** Extracted records follows **

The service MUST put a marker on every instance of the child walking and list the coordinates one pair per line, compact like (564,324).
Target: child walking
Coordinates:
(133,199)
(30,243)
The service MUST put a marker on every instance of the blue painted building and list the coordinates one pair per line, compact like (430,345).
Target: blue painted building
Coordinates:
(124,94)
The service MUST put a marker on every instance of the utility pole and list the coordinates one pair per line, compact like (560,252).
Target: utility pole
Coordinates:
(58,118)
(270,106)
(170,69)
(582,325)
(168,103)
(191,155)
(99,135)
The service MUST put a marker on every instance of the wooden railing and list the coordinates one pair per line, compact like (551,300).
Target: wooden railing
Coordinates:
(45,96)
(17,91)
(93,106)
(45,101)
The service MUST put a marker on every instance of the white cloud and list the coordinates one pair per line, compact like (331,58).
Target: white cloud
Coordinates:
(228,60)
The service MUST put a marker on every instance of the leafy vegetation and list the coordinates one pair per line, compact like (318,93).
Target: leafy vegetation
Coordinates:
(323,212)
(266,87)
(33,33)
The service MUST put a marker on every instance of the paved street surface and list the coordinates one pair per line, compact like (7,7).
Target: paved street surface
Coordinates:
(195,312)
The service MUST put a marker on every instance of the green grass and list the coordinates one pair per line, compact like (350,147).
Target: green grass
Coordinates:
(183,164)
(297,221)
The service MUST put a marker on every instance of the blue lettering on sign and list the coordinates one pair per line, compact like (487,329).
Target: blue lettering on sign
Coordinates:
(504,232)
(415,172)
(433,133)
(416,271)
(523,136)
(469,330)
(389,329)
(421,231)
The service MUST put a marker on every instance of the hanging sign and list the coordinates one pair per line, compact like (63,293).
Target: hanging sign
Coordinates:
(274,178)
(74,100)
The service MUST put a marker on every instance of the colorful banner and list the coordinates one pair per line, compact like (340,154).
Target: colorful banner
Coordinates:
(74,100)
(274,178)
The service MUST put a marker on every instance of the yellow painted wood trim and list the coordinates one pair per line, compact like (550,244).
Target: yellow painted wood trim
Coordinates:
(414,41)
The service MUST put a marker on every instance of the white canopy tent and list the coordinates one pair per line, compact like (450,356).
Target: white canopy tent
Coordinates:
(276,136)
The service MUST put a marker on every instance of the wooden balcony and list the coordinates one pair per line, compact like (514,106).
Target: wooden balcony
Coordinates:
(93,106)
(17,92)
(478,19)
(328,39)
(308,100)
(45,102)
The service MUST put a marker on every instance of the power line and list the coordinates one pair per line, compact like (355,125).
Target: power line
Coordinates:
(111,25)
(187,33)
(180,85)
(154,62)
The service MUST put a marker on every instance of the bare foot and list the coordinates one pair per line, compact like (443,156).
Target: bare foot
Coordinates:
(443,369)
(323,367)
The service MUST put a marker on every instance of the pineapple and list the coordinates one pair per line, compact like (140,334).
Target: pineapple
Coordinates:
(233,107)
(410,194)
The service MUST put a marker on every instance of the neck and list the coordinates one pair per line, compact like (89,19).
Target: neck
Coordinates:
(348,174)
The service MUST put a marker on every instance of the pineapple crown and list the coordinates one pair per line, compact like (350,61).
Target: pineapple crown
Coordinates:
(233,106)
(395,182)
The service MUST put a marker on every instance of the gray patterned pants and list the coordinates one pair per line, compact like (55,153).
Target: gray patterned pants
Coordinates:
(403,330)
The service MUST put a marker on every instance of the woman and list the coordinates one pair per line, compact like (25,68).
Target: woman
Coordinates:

** End of Extracted records **

What the task requires:
When a line in the entries above holds the word "street", add it to the count, then state only the count.

Written answer:
2